Short task => Reproduce word for word the lines of the material below, starting at the line containing "Note: pick out the white" and ending with, and including, the line containing "column 497, row 80".

Location annotation dataset excerpts
►

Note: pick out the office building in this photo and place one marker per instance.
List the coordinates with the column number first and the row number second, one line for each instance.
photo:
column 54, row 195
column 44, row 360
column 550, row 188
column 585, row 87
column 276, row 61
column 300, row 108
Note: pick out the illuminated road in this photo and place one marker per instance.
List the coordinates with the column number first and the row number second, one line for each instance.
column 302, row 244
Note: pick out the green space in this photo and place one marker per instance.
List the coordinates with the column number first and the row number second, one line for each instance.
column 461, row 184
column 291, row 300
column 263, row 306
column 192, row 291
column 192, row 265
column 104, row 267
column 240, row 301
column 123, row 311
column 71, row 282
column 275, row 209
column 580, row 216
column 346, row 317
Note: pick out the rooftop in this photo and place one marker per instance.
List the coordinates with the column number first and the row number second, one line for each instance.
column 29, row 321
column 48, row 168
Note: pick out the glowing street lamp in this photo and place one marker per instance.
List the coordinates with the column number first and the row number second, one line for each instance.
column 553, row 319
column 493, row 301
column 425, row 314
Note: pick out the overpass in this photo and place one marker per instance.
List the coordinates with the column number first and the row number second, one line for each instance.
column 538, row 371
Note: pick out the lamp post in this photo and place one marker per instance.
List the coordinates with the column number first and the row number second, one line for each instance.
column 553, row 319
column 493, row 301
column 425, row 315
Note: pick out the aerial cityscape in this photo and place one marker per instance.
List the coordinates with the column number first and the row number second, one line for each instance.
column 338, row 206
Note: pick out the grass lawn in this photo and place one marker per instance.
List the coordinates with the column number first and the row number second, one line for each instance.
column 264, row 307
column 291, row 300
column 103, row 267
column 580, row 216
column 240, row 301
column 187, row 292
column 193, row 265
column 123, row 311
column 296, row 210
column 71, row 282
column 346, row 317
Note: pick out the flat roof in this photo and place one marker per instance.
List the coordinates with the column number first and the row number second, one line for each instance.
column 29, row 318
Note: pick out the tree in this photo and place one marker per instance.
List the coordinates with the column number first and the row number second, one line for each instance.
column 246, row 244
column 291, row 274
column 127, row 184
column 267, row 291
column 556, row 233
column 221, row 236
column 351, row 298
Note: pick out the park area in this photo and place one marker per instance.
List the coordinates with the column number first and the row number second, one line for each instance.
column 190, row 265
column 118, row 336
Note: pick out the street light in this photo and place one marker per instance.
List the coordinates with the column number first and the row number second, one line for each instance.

◄
►

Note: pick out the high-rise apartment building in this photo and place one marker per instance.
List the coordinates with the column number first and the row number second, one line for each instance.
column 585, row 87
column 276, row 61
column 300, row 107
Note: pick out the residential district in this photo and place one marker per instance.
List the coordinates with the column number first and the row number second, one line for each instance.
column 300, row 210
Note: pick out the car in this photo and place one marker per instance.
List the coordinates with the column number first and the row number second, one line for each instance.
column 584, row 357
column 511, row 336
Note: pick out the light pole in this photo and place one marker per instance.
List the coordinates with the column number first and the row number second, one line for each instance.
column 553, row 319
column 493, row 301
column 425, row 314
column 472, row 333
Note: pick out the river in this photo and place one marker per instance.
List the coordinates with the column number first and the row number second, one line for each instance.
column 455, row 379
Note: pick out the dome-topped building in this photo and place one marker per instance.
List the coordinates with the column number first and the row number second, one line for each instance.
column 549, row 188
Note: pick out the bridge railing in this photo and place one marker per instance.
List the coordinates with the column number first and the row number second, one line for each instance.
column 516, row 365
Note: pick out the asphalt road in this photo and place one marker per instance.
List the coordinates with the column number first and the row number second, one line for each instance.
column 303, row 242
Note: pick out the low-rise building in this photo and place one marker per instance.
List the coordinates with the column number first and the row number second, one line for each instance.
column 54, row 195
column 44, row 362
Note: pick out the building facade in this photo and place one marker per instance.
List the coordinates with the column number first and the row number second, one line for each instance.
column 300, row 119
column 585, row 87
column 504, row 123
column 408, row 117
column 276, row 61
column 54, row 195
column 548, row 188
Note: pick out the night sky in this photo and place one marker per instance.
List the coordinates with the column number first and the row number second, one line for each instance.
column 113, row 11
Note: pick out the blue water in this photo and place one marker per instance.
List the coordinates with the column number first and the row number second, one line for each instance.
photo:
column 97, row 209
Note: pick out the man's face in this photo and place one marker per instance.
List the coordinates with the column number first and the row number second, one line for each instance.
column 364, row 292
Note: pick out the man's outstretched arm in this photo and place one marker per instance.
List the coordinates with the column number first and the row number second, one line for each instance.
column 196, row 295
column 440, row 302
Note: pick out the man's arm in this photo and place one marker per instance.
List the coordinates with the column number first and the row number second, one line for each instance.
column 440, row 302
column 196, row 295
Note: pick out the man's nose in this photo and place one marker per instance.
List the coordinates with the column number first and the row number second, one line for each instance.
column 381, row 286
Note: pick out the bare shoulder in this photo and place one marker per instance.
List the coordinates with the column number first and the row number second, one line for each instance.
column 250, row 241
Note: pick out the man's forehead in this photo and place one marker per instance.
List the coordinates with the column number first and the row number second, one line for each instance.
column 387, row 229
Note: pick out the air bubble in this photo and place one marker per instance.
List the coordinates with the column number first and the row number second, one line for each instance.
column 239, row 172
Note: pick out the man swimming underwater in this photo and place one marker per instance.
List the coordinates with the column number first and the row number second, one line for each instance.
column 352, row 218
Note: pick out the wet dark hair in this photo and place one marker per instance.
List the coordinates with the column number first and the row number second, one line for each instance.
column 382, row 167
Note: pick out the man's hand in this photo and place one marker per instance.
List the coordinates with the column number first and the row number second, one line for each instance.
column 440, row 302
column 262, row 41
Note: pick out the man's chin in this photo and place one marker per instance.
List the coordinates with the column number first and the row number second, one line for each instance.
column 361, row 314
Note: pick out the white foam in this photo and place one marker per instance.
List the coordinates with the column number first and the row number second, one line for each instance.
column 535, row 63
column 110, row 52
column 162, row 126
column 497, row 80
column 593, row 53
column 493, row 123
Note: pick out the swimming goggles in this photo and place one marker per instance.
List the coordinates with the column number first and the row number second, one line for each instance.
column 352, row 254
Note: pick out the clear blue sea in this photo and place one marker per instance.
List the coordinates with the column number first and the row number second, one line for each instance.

◄

Problem solution =>
Note: pick out the white foam in this photo and place one marker per instance.
List the coordinates with the column number first and the row number second, one line for each instance.
column 535, row 63
column 110, row 52
column 162, row 126
column 497, row 80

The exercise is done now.